WHAT IS REQUIRED » Give the lines of the records as a numbered list, starting at the line that contains "Target: ornamental cutout panel" and ending at the last line of the records, with blank lines left out.

○ ○ ○ ○ ○ ○ ○

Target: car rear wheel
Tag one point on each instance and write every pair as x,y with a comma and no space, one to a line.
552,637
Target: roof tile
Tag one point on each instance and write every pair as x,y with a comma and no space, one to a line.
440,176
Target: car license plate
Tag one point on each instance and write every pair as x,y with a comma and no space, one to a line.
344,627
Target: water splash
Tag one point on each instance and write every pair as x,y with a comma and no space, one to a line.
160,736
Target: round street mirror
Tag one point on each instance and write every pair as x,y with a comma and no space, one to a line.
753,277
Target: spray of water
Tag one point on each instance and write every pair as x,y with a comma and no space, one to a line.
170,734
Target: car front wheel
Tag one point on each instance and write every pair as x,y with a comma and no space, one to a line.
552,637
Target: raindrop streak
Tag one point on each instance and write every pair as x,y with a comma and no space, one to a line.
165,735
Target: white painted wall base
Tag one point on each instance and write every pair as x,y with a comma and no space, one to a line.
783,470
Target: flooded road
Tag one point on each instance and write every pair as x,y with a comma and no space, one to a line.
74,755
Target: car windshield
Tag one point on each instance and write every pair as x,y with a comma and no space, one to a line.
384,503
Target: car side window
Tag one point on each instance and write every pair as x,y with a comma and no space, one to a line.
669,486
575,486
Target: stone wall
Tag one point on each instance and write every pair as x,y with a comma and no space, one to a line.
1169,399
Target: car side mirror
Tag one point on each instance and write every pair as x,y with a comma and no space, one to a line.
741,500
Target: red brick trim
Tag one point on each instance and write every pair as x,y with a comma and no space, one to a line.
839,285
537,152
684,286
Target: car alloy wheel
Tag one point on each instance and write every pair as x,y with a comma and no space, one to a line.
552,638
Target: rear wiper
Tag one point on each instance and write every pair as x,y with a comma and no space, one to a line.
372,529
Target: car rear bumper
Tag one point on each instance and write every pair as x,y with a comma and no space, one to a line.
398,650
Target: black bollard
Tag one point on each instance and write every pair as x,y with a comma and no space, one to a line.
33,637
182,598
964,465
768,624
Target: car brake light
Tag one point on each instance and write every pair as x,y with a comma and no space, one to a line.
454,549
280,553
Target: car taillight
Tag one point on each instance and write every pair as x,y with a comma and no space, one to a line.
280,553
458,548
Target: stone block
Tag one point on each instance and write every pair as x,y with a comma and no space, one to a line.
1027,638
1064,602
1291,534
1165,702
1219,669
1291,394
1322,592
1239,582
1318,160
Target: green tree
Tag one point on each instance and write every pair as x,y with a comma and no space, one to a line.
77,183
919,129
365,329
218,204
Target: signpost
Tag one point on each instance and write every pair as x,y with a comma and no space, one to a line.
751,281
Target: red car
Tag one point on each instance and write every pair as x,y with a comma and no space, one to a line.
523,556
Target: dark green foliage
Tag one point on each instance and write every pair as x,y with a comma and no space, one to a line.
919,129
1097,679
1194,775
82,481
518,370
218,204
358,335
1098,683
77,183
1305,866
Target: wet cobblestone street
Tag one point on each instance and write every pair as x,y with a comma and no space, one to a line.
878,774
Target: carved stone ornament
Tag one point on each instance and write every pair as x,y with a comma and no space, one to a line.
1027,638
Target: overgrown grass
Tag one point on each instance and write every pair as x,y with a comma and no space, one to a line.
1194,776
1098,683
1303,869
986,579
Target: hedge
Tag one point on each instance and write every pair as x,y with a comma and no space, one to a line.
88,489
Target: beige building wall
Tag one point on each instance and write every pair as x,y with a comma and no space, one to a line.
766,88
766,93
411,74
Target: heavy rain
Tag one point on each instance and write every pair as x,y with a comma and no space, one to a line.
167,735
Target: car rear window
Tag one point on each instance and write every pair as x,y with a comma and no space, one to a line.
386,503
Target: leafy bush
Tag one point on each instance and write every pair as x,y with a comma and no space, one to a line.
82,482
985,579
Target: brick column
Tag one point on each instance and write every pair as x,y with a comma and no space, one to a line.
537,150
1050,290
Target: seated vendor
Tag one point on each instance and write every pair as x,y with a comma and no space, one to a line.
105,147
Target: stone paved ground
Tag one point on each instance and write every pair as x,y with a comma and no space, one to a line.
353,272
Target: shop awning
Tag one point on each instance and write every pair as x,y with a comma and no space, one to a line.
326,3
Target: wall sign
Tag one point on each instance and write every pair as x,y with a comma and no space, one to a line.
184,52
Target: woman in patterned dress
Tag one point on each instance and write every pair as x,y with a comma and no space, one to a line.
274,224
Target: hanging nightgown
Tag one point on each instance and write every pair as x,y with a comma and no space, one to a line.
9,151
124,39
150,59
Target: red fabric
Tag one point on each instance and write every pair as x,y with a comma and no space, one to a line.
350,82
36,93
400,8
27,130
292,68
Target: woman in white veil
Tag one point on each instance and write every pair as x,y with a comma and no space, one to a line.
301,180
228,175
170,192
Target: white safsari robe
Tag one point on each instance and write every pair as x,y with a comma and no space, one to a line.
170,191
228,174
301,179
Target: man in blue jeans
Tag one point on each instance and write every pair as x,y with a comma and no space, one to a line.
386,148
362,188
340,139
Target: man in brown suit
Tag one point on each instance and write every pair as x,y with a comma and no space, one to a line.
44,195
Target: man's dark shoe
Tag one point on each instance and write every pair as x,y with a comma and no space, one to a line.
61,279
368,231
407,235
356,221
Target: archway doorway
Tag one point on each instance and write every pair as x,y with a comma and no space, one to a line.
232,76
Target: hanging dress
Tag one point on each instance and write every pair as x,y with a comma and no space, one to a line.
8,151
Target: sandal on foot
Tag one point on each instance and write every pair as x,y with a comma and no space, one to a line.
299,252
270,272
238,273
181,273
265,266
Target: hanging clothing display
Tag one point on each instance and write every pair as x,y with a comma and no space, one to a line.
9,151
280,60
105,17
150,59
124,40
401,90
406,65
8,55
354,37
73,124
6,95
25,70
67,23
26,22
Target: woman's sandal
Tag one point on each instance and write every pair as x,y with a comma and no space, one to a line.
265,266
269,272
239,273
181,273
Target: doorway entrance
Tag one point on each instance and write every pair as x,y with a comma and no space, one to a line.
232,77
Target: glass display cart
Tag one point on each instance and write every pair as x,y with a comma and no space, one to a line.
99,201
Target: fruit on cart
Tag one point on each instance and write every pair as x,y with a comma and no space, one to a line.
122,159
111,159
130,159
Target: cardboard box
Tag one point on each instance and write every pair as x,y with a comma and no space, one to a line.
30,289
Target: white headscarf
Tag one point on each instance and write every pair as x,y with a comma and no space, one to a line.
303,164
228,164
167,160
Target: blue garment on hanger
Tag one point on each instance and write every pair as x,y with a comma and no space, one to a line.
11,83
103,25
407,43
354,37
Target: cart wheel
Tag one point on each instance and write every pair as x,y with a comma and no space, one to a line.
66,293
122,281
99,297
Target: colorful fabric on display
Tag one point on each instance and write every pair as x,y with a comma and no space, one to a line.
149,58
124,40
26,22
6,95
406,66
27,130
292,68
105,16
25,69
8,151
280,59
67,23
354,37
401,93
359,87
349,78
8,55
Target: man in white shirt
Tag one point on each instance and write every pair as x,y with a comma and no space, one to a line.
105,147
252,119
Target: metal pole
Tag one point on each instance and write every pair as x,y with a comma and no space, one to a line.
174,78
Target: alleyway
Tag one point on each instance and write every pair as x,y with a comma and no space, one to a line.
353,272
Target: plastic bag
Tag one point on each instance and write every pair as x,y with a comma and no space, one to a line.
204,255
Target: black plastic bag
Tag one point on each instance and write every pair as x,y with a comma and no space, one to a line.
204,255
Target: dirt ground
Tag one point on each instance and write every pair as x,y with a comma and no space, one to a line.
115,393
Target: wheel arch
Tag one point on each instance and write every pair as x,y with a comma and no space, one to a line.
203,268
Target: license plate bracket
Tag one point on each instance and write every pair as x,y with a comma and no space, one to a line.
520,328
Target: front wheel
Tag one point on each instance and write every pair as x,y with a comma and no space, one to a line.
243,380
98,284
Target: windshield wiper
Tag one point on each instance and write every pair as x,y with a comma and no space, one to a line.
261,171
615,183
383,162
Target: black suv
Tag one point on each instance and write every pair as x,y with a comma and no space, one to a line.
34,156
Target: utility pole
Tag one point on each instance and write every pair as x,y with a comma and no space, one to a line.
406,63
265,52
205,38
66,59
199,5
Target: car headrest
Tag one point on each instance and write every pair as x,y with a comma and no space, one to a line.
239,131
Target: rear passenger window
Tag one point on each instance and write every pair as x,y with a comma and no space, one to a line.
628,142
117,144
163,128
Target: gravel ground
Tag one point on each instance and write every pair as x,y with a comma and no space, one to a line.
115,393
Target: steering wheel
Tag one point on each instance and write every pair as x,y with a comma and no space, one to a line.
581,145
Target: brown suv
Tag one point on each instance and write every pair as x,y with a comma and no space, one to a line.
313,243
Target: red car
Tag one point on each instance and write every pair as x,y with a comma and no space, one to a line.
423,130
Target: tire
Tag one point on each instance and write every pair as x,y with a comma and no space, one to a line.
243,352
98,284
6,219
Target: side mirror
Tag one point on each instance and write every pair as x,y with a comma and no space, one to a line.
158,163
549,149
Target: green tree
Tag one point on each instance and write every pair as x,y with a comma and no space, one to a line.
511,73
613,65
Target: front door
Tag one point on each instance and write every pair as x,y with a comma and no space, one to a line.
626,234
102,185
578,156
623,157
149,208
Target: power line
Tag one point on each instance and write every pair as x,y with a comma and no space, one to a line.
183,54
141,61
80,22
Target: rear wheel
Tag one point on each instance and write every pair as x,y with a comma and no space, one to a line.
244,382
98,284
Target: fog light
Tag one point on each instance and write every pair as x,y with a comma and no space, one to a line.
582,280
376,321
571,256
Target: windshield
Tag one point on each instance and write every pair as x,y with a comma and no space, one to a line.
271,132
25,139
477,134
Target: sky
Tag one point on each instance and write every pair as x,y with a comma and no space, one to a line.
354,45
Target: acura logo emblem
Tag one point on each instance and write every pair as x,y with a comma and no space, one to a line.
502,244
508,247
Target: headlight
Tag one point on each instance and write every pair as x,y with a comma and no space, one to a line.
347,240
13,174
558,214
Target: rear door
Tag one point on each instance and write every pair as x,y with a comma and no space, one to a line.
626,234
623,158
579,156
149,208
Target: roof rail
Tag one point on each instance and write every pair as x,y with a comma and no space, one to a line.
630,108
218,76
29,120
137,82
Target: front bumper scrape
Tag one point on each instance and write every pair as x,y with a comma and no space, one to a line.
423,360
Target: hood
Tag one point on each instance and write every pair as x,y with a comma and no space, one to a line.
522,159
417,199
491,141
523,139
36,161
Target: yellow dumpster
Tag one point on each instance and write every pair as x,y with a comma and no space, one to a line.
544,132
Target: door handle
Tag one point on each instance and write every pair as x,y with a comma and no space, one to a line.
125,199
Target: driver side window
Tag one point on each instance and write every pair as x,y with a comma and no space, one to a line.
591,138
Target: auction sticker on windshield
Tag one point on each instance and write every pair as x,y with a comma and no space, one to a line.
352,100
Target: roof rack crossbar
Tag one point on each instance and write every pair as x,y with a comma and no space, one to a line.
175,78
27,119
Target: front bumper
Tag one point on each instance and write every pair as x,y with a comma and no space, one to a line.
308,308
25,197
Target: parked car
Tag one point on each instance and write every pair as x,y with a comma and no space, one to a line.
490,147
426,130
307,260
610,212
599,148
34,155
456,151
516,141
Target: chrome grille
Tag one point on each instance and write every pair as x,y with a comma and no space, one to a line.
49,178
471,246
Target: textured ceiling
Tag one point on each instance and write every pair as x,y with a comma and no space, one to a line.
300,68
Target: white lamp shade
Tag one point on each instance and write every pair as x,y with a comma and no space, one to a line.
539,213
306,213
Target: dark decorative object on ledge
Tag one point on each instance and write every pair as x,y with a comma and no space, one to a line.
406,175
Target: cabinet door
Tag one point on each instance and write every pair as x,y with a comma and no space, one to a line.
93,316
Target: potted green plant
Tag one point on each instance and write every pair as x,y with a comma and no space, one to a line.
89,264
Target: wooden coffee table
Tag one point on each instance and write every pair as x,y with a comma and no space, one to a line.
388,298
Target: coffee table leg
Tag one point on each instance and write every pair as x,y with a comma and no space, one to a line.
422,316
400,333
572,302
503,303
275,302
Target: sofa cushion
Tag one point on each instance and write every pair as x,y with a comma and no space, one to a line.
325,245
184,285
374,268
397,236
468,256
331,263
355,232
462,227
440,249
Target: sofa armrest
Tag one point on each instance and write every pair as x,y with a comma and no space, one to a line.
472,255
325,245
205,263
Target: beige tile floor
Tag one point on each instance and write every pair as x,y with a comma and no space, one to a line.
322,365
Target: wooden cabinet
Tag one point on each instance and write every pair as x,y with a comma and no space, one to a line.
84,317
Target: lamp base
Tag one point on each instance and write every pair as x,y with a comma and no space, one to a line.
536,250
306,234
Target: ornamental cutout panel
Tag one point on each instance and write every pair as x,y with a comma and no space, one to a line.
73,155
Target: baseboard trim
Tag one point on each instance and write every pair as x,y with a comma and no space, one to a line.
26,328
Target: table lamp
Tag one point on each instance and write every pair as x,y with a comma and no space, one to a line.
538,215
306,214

○ ○ ○ ○ ○ ○ ○

RESULT OF THE EXERCISE »
1. Target: ornamental cutout panel
2. Tag one point on each instance and write every pair as x,y with a comma and no space, one to a line.
3. 73,155
4. Target: baseboard trim
5. Tag one point on each instance and write every pair as x,y with a comma and no space, one to a line.
6. 26,328
7. Target: table lamp
8. Tag one point on each instance and write every pair as x,y with a comma and no space, one to a line.
9. 538,215
10. 306,214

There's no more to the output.